- _Passage to read_
::::::::

Human milk oligosaccharides (HMOs) are a critical bioactive component in human milk, as they greatly contribute to the microbial establishment of commensal bacteria. They often act as a decoy for pathogens,14 which inhibits their ability to adhere to the gastrointestinal wall.15 When compared with retort sterilization, vat pasteurization results in higher levels of HMOs. This is highly relevant to preterm infant health, as the milk microbiome is depleted with any other processing method which uses heat. The conservation of HMOs provides vulnerable infants with a robust and diverse gastrointestinal microbiome. HMOs are significantly higher in concentration following vat pasteurization versus retort sterilization.18 Table 3 details the various bioactive components of milk and their biological functions.

::::::::

- _Records from a dataset_

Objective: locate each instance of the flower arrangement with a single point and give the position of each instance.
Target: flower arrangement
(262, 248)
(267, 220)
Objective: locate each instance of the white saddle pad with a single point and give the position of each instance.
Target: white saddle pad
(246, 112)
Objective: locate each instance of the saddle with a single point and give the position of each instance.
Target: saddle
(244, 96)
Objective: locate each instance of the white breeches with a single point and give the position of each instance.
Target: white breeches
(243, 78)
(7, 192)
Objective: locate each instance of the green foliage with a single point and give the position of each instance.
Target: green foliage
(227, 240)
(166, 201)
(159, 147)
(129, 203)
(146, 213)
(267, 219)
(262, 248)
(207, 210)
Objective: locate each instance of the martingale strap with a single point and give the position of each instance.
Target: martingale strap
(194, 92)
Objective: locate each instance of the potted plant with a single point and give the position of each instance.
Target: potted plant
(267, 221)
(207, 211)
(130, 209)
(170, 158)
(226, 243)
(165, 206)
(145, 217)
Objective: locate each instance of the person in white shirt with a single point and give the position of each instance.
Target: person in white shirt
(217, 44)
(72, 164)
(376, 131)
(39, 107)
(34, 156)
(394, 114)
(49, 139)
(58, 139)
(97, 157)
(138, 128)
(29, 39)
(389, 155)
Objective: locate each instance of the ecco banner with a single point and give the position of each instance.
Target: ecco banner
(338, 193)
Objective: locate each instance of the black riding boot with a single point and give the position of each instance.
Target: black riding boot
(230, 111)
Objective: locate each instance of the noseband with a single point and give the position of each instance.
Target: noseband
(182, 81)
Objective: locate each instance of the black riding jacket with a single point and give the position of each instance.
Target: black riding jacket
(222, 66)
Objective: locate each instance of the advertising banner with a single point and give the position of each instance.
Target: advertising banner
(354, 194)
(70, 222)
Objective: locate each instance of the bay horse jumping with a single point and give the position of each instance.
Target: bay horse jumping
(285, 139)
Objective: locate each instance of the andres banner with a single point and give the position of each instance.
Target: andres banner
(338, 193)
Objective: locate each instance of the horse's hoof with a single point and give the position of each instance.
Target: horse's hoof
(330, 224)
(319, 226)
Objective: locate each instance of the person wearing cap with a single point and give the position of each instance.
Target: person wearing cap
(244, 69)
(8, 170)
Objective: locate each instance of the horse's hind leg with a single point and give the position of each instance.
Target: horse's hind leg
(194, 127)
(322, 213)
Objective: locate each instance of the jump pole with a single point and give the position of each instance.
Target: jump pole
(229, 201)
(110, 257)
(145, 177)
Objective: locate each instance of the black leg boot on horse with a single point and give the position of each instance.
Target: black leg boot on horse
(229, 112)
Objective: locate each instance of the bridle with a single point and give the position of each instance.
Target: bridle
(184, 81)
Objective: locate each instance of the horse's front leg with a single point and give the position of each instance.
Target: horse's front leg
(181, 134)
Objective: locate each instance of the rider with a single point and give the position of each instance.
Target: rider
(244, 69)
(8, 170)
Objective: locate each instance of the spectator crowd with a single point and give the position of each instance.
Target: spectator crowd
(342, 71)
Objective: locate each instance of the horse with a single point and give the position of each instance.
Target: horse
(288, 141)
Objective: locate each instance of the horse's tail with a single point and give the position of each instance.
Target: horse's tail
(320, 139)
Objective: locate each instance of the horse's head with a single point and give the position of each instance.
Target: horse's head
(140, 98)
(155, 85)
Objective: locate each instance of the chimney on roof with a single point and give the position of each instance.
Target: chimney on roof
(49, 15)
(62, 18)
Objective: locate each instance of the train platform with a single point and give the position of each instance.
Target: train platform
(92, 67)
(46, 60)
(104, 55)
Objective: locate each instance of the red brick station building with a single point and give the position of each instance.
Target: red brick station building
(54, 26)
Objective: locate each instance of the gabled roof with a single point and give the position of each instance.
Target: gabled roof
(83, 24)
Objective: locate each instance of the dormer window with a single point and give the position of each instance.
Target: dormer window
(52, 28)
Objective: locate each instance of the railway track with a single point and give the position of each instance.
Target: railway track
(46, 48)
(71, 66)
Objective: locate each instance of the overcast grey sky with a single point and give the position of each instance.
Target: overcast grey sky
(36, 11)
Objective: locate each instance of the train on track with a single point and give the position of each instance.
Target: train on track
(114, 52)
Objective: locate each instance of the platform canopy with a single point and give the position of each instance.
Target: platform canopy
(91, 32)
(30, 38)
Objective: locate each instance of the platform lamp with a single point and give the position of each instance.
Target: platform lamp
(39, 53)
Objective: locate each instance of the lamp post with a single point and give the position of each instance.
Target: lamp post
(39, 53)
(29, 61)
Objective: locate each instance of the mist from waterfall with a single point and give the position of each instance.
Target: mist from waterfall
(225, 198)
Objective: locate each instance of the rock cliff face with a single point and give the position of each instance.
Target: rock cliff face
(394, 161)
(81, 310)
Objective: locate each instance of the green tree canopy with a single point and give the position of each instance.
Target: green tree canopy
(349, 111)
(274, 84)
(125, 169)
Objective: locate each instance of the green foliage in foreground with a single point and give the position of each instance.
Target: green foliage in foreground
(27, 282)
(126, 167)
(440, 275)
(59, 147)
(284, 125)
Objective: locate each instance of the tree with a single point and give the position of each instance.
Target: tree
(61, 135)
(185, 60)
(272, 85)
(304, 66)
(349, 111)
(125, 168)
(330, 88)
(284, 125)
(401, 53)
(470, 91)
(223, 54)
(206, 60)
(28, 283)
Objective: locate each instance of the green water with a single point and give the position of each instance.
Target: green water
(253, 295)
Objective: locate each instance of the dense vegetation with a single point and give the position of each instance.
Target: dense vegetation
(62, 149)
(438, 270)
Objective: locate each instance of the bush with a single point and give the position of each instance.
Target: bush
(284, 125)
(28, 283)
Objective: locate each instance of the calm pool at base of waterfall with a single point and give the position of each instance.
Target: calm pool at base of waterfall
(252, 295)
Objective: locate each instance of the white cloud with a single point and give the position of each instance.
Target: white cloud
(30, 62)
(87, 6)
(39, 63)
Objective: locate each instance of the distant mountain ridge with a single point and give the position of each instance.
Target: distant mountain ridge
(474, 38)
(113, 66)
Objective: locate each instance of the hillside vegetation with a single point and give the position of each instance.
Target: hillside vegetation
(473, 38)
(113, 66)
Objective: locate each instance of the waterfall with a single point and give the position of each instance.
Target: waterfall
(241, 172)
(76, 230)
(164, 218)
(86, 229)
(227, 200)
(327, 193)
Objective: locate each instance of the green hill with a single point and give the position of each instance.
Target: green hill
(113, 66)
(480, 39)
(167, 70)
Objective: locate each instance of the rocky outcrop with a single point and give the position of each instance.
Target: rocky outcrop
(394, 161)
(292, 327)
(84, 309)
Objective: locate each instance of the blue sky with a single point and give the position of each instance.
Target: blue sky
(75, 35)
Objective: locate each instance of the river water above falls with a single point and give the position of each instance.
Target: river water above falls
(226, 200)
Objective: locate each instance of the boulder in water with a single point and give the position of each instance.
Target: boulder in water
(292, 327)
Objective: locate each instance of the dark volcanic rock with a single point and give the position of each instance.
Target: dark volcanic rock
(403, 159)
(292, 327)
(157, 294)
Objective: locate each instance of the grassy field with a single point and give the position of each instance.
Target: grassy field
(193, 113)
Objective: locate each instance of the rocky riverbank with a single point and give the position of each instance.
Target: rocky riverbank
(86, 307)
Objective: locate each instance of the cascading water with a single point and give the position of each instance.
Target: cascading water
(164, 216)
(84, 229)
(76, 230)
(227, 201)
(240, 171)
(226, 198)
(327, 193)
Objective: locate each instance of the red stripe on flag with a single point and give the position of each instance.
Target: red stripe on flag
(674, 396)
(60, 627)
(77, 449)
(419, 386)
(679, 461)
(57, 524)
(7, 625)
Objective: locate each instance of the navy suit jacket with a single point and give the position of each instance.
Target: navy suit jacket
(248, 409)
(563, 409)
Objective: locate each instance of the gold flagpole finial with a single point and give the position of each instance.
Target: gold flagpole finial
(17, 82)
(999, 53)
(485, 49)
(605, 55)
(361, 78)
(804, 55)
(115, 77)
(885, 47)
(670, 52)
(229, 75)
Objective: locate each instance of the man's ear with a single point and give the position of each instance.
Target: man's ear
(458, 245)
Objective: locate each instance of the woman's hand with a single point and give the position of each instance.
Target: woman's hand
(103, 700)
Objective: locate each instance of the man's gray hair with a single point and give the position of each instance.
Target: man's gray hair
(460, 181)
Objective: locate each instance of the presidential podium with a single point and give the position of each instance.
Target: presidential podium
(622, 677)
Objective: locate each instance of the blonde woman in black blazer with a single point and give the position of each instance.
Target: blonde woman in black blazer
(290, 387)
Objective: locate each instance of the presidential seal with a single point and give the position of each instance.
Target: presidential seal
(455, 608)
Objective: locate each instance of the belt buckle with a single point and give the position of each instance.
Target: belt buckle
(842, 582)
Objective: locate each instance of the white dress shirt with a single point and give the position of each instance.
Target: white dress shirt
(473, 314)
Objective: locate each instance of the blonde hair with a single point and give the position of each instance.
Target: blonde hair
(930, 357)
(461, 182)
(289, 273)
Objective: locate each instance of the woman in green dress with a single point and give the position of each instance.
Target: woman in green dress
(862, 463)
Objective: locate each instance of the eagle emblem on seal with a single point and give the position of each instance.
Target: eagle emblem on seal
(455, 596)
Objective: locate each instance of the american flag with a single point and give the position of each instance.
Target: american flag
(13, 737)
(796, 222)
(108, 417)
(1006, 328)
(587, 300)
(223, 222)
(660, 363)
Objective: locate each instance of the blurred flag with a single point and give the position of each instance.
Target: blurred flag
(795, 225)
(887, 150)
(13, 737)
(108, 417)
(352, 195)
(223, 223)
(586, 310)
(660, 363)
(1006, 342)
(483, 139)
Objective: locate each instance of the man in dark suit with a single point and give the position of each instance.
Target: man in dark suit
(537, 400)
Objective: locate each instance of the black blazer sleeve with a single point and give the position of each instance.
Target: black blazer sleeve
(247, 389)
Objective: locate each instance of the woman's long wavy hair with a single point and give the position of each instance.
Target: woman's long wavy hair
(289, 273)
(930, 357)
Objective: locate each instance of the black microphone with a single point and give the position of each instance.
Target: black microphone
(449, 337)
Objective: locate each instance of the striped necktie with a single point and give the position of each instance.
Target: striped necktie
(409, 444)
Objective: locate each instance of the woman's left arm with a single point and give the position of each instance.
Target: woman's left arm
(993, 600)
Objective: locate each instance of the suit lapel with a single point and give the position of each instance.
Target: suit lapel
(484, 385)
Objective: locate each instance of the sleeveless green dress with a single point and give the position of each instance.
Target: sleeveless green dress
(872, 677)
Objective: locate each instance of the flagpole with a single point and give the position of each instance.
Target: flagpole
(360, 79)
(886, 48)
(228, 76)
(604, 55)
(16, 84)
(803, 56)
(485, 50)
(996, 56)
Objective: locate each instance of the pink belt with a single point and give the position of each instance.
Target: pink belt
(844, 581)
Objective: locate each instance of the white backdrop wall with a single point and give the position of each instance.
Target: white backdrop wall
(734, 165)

::::::::

- _Exercise requirements_
A) In the passage on human milk oligosaccharides, which processing method yields higher levels of HMOs than retort sterilization?
B) Continue the passage on human milk oligosaccharides from its last sentence.

- _Answers given_
A) Vat pasteurization.

B)
Donor milk processing is highly relevant to clinical practice, as varying levels of bioactive compounds may contribute to disparate clinical outcomes. For example, infants who receive human milk with higher levels of HMOs have lower risks of gastroenteritis, diarrhea, and respiratory tract infections.20
Additionally, preterm infants who receive exclusive human milk feedings, including fortification, have improved growth rates11 and a lower risk for necrotizing enterocolitis.21 In addition, an exclusive human milk diet also protects against mortality and other morbidities such as sepsis and retinopathy of prematurity.22 Donor human milk is not uniform, as compositional variability has clinical implications.
A major limitation of the evidence presented is that the Meredith- Davis (2018) research is only based on 9 milk samples.18 There is tremendous need for research with larger sample sizes that are collected in a standardized format to account for the complex intrinsic milk matrix variability.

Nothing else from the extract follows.